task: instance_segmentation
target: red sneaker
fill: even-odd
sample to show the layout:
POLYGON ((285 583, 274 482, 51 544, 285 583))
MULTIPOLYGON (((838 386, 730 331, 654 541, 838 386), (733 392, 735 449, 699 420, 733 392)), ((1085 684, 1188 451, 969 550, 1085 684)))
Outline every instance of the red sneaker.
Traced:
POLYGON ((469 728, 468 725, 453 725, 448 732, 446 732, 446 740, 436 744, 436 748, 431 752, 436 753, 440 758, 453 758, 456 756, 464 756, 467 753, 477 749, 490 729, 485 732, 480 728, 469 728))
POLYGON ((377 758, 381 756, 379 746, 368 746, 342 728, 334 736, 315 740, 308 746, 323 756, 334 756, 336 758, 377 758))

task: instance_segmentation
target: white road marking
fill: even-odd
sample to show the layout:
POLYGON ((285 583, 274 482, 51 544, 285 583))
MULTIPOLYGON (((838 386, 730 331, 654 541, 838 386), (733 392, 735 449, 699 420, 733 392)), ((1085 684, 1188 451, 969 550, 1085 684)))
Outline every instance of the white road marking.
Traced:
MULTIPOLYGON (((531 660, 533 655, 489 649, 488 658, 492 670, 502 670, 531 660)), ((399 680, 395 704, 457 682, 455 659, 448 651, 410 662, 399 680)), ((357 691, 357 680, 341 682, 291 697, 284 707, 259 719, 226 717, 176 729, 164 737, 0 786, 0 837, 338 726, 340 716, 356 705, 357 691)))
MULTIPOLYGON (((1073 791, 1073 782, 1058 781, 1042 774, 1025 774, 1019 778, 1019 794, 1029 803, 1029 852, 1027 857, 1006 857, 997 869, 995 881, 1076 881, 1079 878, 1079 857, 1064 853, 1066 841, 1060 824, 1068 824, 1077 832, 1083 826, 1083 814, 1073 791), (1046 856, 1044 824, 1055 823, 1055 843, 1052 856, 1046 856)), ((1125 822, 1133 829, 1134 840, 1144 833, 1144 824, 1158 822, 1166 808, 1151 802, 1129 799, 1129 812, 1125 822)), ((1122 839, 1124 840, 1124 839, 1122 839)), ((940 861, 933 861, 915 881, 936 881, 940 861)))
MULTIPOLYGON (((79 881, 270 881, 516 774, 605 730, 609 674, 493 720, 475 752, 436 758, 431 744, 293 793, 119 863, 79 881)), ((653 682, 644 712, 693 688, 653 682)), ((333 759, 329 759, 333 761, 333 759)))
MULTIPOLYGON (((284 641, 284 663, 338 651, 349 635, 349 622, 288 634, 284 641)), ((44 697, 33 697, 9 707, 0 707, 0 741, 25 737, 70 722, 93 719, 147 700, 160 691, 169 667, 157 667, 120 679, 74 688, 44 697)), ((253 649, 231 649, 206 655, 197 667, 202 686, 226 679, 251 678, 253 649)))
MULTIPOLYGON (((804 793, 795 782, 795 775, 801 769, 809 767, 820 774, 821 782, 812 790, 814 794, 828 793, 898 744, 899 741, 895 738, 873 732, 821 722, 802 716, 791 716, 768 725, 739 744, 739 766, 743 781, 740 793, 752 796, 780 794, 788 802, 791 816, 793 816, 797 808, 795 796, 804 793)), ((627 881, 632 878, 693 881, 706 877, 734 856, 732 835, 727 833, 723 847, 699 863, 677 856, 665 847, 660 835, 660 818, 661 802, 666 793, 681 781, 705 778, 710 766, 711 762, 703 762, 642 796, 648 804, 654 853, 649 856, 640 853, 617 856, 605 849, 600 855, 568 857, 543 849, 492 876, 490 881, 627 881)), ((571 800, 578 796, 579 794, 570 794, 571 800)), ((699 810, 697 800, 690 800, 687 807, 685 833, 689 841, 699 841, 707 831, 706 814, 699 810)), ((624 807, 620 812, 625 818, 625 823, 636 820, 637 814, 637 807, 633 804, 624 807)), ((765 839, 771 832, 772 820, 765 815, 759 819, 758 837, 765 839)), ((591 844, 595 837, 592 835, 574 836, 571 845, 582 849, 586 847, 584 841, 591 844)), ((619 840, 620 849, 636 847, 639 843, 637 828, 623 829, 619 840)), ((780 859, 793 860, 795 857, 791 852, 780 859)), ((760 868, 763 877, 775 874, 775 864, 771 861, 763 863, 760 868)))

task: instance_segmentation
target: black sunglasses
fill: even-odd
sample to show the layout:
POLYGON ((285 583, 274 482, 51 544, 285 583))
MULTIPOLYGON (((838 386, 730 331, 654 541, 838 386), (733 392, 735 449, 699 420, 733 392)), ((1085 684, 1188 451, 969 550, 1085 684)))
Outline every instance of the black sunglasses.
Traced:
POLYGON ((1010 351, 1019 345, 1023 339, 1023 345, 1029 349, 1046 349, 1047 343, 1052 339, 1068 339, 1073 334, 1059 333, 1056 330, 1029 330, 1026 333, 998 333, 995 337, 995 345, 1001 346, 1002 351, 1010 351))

━━━━

## POLECENIE I WYMAGANIA:
Przepisz wszystkie wpisy w całości, zamieniając każde wystąpienie „even-odd” na „nonzero”, a resztę zostaw bez żadnych zmian.

## ODPOWIEDŹ:
task: instance_segmentation
target: red sneaker
fill: nonzero
sample to show the layout:
POLYGON ((285 583, 274 482, 51 544, 285 583))
MULTIPOLYGON (((838 386, 730 331, 654 541, 838 386), (733 392, 735 449, 699 420, 733 392)), ((1085 684, 1188 451, 969 550, 1085 684)))
Outline every instance of the red sneaker.
Traced:
POLYGON ((469 728, 468 725, 453 725, 448 732, 446 732, 446 740, 436 744, 436 748, 431 752, 436 753, 440 758, 453 758, 456 756, 464 756, 467 753, 477 749, 490 729, 485 732, 480 728, 469 728))
POLYGON ((377 758, 381 756, 379 746, 368 746, 342 728, 334 736, 315 740, 308 746, 323 756, 334 756, 336 758, 377 758))

task: instance_segmentation
target: white road marking
fill: nonzero
sample to show the layout:
POLYGON ((285 583, 274 482, 51 544, 285 583))
MULTIPOLYGON (((838 386, 730 331, 654 541, 838 386), (733 392, 735 449, 699 420, 733 392)), ((1085 684, 1188 451, 969 550, 1085 684)))
Outline every instance of the white road marking.
Traced:
MULTIPOLYGON (((531 660, 533 655, 489 649, 488 658, 492 670, 502 670, 531 660)), ((399 680, 395 704, 457 682, 455 659, 448 651, 410 662, 399 680)), ((357 691, 357 680, 341 682, 291 697, 284 707, 259 719, 226 717, 176 729, 164 737, 0 786, 0 837, 338 726, 340 716, 356 705, 357 691)))
MULTIPOLYGON (((1073 791, 1073 782, 1058 781, 1042 774, 1025 774, 1019 778, 1019 794, 1029 803, 1029 852, 1027 857, 1006 857, 997 869, 995 881, 1076 881, 1079 878, 1079 857, 1064 853, 1066 841, 1060 824, 1068 824, 1077 832, 1083 826, 1083 814, 1073 791), (1046 856, 1044 824, 1055 823, 1055 843, 1052 856, 1046 856)), ((1125 822, 1133 829, 1134 840, 1144 833, 1144 824, 1158 822, 1166 808, 1151 802, 1129 799, 1129 812, 1125 822)), ((1122 839, 1124 840, 1124 839, 1122 839)), ((940 861, 933 861, 915 881, 936 881, 940 861)))
MULTIPOLYGON (((79 881, 270 881, 516 774, 605 730, 609 674, 493 720, 475 752, 436 758, 431 744, 293 793, 119 863, 79 881)), ((653 682, 644 712, 693 688, 653 682)), ((333 759, 329 759, 333 761, 333 759)))
MULTIPOLYGON (((284 641, 284 663, 338 651, 349 635, 349 622, 288 634, 284 641)), ((44 697, 33 697, 9 707, 0 707, 0 741, 25 737, 70 722, 93 719, 147 700, 160 691, 169 667, 157 667, 120 679, 74 688, 44 697)), ((253 649, 231 649, 206 655, 197 667, 202 686, 226 679, 251 678, 253 649)))
MULTIPOLYGON (((804 793, 795 782, 795 775, 801 769, 809 767, 820 774, 821 782, 812 790, 814 794, 828 793, 898 744, 899 741, 895 738, 873 732, 821 722, 802 716, 791 716, 768 725, 739 744, 739 766, 743 781, 740 793, 752 796, 780 794, 788 802, 791 816, 793 816, 797 808, 795 796, 804 793)), ((627 881, 632 878, 693 881, 706 877, 734 856, 732 835, 727 833, 723 847, 699 863, 677 856, 665 847, 660 835, 660 818, 661 802, 666 793, 681 781, 705 778, 710 766, 711 762, 703 762, 642 796, 648 804, 654 853, 649 856, 640 853, 617 856, 605 849, 600 855, 568 857, 543 849, 492 876, 490 881, 627 881)), ((571 800, 578 796, 579 794, 570 794, 571 800)), ((699 810, 697 800, 690 800, 687 807, 685 833, 689 841, 699 841, 707 831, 706 814, 699 810)), ((624 807, 620 812, 625 818, 625 823, 636 820, 637 814, 637 807, 633 804, 624 807)), ((765 839, 771 832, 772 820, 765 815, 759 819, 758 837, 765 839)), ((591 844, 595 837, 592 835, 574 836, 571 845, 582 849, 586 847, 584 841, 591 844)), ((619 840, 620 849, 636 847, 639 843, 637 828, 623 829, 619 840)), ((780 859, 793 860, 795 857, 791 852, 780 859)), ((760 868, 763 877, 775 874, 775 864, 771 861, 763 863, 760 868)))

task: instance_segmentation
target: black sunglasses
fill: nonzero
sample to show the layout:
POLYGON ((285 583, 274 482, 51 544, 285 583))
MULTIPOLYGON (((838 386, 730 331, 654 541, 838 386), (733 392, 735 449, 699 420, 733 392)), ((1085 684, 1188 451, 969 550, 1085 684)))
Outline every instance of the black sunglasses.
Traced:
POLYGON ((1010 351, 1019 345, 1023 339, 1023 345, 1029 349, 1046 349, 1047 343, 1052 339, 1068 339, 1073 334, 1059 333, 1056 330, 1029 330, 1026 333, 998 333, 995 337, 995 345, 1001 346, 1002 351, 1010 351))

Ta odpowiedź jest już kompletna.